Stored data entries
§

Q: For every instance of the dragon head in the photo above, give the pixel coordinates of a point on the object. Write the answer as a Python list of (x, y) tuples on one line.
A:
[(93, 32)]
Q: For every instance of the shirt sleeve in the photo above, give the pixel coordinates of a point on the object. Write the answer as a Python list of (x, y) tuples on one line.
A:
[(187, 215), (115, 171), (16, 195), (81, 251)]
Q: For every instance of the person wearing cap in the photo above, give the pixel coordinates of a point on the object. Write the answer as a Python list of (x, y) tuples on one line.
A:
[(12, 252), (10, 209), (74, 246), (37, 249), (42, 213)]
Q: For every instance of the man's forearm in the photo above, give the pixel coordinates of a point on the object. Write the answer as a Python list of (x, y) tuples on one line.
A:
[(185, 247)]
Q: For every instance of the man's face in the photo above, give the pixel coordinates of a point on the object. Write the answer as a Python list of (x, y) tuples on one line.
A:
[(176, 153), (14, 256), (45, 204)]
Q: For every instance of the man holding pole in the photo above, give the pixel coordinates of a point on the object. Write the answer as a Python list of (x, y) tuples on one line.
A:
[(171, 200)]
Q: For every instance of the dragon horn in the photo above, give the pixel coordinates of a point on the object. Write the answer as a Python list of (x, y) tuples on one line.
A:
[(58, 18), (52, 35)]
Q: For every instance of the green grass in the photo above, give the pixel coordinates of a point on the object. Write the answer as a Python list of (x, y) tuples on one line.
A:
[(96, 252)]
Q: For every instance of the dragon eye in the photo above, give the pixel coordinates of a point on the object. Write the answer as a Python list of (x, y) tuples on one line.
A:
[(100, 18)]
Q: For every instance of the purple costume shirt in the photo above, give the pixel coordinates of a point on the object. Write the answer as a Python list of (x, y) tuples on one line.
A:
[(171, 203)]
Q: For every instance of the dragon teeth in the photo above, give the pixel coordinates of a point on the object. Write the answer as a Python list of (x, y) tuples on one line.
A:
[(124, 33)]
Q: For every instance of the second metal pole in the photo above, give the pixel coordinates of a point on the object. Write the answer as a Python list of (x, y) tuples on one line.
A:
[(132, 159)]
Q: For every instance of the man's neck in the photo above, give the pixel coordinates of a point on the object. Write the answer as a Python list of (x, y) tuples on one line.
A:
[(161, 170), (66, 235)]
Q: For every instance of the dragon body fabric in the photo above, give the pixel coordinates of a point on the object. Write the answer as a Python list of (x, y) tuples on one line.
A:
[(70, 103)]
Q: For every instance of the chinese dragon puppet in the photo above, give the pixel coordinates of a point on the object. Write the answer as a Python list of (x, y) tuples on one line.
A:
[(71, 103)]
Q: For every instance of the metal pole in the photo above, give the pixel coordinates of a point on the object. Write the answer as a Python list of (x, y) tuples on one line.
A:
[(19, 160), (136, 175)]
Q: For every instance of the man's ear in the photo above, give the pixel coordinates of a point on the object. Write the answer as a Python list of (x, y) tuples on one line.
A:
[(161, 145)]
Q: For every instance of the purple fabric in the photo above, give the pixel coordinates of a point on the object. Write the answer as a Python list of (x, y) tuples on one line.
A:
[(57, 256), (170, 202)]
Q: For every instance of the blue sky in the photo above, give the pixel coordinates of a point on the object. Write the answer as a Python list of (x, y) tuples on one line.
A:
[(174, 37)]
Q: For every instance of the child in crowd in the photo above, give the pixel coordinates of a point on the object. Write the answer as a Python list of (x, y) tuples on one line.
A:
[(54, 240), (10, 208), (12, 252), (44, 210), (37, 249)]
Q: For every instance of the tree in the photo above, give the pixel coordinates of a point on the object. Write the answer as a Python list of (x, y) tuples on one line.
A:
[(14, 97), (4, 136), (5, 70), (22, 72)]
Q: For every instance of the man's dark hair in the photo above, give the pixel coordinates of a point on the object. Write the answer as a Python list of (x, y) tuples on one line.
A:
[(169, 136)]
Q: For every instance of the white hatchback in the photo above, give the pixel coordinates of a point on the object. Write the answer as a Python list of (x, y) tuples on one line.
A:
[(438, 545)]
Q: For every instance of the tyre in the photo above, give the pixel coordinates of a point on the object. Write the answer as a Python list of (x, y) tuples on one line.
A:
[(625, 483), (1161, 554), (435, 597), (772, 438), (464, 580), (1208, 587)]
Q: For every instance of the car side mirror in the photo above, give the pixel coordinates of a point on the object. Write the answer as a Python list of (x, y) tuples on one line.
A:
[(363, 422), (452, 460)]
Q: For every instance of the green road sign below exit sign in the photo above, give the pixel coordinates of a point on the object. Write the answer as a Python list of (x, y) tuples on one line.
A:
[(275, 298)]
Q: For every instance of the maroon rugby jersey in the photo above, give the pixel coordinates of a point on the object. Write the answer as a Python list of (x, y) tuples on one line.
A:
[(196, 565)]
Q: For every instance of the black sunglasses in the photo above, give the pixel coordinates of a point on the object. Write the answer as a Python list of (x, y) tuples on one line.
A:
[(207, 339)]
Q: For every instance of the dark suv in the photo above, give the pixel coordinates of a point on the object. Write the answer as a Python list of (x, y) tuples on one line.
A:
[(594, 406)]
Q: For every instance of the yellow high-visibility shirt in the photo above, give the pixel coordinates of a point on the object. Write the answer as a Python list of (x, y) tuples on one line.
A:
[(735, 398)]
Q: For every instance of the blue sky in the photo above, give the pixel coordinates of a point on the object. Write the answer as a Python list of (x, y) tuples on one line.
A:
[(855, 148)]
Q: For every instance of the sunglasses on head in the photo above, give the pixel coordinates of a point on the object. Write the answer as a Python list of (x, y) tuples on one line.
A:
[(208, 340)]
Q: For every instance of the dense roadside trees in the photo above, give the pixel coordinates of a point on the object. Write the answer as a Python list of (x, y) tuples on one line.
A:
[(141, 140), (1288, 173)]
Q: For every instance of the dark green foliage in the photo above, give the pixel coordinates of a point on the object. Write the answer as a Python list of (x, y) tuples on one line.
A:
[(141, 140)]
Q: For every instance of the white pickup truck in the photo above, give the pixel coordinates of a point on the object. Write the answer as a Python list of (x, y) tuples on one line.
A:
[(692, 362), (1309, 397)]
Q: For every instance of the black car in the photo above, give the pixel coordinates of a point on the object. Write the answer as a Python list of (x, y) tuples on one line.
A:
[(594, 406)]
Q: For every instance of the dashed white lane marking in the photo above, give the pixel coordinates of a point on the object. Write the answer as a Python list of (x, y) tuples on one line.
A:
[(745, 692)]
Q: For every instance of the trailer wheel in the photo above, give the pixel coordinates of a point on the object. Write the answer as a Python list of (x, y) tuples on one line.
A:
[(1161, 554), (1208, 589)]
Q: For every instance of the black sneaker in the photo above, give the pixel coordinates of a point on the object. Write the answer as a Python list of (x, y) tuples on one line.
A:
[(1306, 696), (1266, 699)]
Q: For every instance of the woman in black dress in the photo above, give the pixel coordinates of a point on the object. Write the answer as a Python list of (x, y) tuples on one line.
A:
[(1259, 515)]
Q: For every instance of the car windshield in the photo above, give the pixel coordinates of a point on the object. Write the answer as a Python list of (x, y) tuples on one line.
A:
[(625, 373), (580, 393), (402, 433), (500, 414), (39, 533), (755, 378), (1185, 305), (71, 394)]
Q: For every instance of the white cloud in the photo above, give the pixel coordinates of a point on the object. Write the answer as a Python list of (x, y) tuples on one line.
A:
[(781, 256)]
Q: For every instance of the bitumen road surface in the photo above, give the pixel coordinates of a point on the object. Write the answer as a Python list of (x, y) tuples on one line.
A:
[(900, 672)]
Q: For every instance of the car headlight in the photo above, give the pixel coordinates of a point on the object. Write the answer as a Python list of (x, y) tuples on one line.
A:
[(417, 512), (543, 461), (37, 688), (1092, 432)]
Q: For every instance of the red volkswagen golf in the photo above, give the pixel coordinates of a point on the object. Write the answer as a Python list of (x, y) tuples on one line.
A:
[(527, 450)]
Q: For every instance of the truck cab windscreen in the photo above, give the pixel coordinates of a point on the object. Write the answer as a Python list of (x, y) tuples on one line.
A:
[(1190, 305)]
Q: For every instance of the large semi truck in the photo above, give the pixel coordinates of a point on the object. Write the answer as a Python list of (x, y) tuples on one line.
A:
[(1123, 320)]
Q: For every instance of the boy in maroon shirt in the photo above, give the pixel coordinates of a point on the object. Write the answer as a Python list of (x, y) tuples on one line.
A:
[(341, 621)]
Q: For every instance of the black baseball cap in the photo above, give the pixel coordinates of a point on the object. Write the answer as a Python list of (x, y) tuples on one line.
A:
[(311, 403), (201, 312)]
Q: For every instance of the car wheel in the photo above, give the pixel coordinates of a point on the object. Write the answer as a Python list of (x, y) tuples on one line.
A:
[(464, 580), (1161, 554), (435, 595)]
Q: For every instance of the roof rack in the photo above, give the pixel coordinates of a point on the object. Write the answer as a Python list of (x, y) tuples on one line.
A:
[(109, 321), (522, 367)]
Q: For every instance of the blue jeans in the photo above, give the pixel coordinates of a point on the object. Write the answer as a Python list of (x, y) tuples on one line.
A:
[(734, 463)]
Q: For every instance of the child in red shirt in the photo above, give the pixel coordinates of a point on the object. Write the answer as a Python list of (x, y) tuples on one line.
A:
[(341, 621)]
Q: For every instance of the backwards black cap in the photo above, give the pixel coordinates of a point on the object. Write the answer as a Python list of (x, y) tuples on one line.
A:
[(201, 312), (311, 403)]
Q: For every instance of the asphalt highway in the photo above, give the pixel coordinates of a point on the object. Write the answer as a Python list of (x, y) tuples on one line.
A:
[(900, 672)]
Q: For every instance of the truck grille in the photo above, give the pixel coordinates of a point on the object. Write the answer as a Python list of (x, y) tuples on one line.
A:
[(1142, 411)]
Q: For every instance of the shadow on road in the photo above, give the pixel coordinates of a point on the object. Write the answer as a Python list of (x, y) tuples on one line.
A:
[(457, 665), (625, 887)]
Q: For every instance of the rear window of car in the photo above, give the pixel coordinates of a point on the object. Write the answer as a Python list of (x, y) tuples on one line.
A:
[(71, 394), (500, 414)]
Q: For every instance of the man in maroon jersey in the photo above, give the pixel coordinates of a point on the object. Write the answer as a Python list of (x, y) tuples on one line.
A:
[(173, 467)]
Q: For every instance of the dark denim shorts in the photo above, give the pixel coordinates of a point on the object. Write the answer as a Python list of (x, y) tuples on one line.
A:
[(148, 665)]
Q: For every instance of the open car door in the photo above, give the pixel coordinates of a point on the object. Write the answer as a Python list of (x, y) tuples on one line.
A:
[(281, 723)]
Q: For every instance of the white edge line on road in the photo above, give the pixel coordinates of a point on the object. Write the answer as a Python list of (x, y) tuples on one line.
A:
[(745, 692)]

§

**WHAT IS NEEDED**.
Check every line of the data, and copy the ones that contain "child".

**EXERCISE ANSWER**.
Q: For every instance of the child in crowd in the photo above, give the pixel coordinates of a point on the object. Write the answer as a Python list of (x, y) tuples on one line.
Q: For every instance of the child in red shirt in the photo above, give the pixel coordinates of a point on the object. Write the answer as a Python list of (x, y) tuples on one line.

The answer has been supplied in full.